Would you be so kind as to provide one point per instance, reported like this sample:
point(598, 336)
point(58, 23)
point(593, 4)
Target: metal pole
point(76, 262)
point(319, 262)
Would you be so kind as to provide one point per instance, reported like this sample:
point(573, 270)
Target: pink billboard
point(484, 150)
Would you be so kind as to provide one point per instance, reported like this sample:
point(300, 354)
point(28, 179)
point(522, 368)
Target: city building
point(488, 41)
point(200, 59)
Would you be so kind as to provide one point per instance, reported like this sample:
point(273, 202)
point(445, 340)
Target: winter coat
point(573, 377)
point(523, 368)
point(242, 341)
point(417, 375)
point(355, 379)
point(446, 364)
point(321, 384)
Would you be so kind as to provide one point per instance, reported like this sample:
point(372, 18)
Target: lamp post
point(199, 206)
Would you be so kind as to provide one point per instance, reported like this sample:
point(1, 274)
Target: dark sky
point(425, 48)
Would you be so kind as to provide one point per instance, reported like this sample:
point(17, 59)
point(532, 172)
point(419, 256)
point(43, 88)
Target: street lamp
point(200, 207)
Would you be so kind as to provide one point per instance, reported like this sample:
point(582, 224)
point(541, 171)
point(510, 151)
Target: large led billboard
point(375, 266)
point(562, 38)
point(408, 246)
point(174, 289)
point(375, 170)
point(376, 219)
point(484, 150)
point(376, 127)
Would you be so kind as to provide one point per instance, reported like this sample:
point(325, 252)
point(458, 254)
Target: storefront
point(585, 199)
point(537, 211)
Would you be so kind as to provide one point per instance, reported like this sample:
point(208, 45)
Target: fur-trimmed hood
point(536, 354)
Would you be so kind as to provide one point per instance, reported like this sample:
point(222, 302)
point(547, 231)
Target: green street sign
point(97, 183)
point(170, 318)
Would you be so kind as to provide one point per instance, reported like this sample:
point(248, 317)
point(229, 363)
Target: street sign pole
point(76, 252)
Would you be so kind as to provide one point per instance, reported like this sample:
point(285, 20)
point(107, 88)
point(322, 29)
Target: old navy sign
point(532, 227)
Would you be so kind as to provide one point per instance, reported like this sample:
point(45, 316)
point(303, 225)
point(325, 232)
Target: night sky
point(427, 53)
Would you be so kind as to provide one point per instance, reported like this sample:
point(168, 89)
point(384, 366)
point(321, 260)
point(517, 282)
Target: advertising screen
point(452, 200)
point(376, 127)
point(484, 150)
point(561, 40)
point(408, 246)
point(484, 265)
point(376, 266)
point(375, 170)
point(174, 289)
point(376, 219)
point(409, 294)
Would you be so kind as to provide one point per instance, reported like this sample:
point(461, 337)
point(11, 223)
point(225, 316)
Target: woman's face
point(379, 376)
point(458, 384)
- - -
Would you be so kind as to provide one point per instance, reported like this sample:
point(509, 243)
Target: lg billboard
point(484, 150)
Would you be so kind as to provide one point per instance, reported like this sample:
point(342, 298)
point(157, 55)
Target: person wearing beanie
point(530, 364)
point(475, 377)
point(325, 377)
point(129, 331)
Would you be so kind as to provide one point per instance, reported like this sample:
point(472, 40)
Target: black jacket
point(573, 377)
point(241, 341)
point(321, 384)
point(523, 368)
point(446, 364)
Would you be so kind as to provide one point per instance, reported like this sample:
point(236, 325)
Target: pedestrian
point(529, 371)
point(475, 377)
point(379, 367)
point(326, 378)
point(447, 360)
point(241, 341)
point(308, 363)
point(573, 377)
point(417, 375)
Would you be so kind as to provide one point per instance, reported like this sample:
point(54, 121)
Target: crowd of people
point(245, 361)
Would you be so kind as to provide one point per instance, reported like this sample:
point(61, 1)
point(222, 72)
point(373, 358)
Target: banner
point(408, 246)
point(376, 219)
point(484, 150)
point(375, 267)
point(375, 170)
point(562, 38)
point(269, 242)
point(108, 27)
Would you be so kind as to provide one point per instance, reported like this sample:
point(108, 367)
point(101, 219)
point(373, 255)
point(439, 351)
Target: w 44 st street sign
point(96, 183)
- - -
Return every line in the entries above that contains the string "lamp". Matching is case-sensitive.

Response>
Target: lamp post
Target: street lamp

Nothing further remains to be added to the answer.